**SET PROBLEM:** Copy verbatim, from the records below, every line from the one containing "of the traffic" to the one containing "[(41, 589)]", including both of those lines.

**RAW RECORDS:**
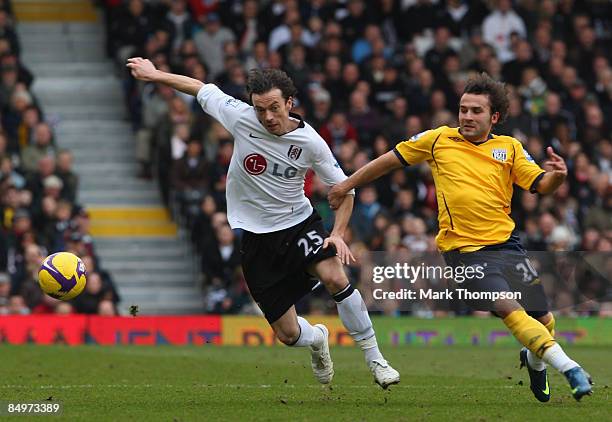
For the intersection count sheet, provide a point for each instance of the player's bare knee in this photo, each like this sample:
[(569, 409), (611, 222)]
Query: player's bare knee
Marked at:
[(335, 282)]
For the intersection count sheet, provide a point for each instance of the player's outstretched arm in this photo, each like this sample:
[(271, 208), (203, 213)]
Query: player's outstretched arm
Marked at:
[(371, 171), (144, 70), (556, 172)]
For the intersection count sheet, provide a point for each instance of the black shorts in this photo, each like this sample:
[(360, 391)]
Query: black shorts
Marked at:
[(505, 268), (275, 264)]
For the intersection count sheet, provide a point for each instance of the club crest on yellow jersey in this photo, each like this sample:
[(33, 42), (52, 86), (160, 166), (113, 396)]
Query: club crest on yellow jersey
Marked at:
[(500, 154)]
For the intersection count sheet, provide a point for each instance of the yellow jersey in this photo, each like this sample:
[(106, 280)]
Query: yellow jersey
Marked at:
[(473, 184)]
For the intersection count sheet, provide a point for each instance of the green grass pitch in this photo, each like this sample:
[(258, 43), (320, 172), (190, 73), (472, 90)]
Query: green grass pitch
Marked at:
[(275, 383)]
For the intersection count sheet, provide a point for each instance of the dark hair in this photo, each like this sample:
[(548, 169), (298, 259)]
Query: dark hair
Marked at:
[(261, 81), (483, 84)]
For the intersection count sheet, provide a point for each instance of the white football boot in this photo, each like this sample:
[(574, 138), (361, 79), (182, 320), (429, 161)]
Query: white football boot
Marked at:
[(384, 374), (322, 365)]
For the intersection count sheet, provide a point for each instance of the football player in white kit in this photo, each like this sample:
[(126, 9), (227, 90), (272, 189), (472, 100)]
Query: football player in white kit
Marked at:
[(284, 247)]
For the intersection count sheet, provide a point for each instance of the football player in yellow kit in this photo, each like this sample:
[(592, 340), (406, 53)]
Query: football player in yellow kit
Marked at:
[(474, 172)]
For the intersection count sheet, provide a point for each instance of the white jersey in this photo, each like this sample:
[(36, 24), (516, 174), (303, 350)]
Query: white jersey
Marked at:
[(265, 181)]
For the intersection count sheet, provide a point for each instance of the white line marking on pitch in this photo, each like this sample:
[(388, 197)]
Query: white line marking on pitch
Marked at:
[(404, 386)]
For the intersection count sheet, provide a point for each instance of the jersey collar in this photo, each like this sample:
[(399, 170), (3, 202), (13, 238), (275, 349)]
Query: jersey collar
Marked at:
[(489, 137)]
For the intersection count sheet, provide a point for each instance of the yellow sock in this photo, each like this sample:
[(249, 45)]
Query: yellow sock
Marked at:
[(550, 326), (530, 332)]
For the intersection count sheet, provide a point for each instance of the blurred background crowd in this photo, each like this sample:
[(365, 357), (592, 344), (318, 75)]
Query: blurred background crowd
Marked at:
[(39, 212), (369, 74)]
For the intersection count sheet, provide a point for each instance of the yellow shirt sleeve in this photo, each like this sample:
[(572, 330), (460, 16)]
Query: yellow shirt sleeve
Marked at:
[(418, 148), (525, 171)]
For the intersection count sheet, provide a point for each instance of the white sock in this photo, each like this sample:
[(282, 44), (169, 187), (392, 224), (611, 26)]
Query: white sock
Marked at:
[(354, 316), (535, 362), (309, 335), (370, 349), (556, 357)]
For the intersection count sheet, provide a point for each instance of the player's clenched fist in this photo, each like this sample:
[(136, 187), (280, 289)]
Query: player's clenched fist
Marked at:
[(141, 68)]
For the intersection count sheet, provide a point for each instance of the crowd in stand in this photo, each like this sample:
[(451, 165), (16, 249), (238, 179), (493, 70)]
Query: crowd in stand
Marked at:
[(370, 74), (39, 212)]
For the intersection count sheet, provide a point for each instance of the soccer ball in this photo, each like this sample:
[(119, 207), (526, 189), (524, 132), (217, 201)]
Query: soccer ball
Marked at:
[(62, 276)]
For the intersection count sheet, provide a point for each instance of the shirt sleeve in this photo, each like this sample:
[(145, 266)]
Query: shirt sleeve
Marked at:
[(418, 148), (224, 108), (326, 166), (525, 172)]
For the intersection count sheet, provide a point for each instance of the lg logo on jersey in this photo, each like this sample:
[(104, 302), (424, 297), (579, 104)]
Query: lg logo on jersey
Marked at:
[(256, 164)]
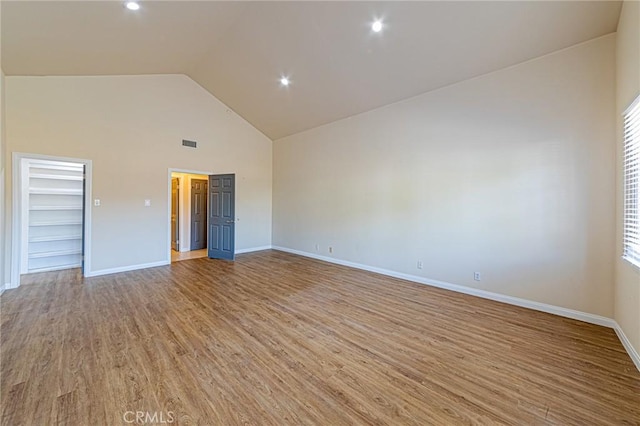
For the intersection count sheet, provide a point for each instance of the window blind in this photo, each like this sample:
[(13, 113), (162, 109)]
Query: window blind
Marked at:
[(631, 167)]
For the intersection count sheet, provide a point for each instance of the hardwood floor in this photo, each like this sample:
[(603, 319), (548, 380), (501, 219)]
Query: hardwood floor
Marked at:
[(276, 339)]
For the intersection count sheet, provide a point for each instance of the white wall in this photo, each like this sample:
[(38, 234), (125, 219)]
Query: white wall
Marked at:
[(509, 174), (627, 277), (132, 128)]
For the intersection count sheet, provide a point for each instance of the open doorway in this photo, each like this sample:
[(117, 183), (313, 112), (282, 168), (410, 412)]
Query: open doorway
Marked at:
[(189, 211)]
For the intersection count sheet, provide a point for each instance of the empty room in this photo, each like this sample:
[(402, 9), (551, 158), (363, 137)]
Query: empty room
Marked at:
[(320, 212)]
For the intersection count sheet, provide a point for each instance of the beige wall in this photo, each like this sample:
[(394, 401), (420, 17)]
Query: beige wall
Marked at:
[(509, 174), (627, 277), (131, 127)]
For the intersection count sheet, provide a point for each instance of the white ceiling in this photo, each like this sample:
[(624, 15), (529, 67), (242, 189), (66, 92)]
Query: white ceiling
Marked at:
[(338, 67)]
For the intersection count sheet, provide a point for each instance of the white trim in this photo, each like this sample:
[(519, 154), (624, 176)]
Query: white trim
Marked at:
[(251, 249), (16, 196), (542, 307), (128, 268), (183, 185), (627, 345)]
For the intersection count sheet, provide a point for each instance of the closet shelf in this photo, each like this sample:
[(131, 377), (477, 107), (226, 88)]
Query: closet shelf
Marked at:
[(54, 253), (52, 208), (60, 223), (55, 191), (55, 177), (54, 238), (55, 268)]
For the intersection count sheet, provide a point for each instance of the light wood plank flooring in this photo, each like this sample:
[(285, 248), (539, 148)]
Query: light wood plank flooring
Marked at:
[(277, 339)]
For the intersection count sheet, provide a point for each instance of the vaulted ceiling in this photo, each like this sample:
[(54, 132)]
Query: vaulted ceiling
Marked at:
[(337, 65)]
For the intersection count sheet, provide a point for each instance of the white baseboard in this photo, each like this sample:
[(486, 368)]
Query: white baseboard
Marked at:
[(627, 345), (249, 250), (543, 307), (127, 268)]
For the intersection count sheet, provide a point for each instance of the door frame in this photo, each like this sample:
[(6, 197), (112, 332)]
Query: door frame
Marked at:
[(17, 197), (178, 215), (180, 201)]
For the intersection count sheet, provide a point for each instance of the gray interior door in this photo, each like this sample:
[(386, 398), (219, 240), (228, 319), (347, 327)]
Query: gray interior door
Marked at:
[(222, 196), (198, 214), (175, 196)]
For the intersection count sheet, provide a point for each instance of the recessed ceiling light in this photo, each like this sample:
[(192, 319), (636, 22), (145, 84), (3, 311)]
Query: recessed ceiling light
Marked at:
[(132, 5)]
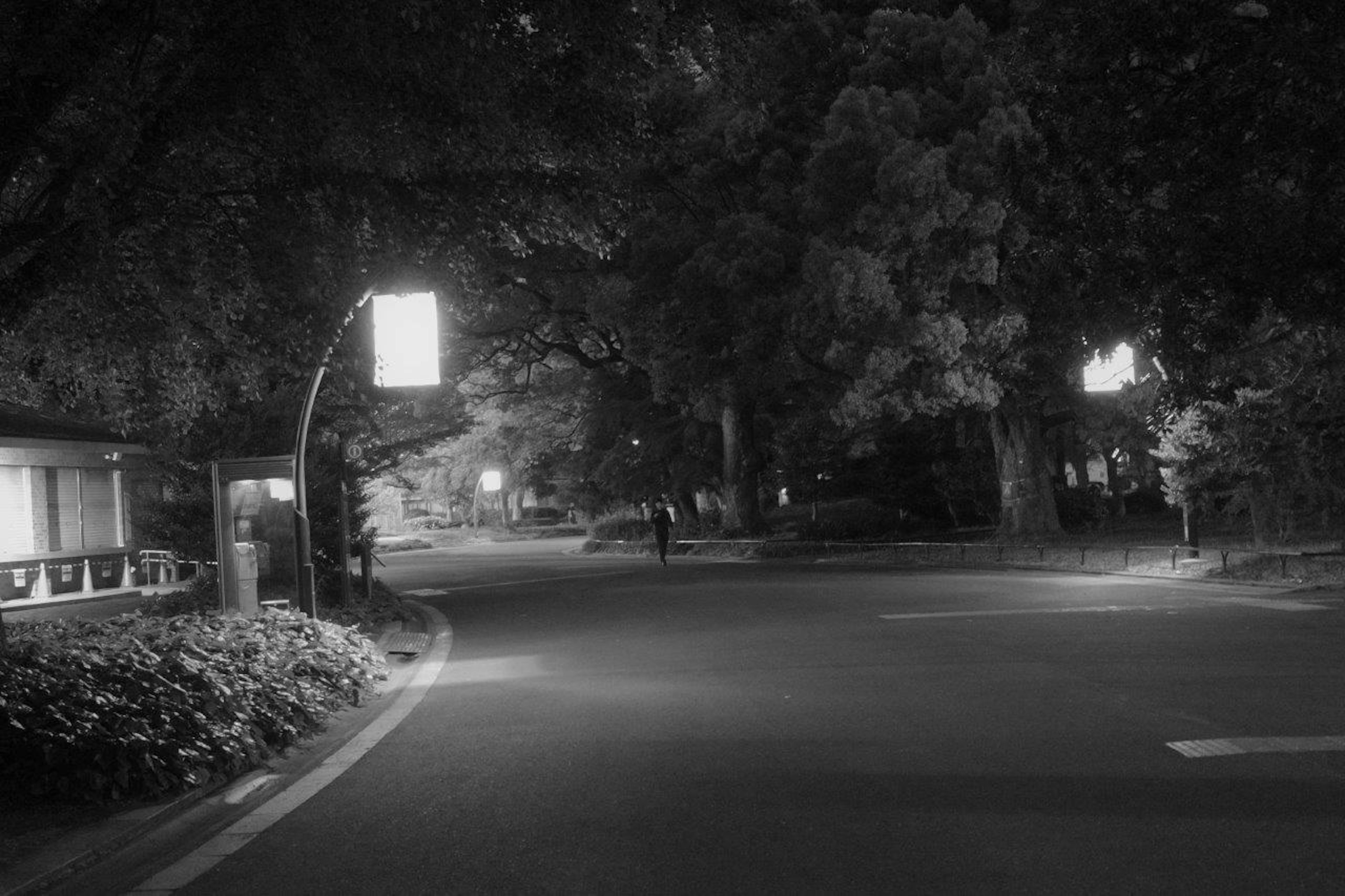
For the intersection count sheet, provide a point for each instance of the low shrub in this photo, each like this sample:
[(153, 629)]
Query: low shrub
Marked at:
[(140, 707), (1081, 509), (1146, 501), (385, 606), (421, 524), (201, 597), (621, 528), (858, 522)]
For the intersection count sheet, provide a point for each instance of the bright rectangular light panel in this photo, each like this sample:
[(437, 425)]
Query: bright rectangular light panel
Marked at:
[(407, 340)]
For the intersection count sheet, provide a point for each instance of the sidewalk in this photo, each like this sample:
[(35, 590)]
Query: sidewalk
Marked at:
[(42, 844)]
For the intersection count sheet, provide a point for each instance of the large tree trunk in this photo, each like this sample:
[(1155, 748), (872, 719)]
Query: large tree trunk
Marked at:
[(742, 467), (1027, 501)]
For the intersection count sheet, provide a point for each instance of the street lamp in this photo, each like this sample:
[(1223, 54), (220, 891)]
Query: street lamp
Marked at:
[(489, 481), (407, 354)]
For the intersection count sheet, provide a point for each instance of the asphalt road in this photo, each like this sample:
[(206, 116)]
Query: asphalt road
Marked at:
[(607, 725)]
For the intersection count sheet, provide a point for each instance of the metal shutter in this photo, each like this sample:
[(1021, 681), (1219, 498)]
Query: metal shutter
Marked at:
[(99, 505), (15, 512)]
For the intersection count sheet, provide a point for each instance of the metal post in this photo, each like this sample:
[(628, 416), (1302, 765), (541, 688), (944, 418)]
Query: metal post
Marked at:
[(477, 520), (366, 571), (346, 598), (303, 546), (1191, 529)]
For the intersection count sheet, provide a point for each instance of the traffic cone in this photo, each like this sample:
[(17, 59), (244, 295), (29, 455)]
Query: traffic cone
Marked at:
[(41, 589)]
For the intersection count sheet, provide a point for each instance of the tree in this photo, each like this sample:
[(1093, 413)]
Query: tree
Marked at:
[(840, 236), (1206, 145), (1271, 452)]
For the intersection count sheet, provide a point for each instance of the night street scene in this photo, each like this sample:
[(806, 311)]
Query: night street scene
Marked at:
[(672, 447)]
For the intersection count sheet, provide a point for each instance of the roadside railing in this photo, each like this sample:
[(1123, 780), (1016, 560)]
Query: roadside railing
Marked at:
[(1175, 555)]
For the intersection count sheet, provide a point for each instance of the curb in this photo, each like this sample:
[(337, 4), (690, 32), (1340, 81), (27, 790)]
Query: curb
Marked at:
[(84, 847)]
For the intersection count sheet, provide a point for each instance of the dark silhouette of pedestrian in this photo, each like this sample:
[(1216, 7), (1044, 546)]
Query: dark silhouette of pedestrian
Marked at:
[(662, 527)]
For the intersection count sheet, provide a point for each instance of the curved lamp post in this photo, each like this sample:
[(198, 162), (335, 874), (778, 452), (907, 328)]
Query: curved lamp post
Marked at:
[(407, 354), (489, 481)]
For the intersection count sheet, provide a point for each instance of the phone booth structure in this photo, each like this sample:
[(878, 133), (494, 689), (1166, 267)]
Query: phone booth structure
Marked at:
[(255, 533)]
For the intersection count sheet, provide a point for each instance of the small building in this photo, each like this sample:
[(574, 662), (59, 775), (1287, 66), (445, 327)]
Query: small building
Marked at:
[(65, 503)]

**EXPECTED OUTPUT:**
For the intersection count sheet, provide a point for each instance of the traffic cone in this photo, each like this sample:
[(17, 59), (244, 295), (29, 455)]
Query: traffic cone
Marked at:
[(41, 589)]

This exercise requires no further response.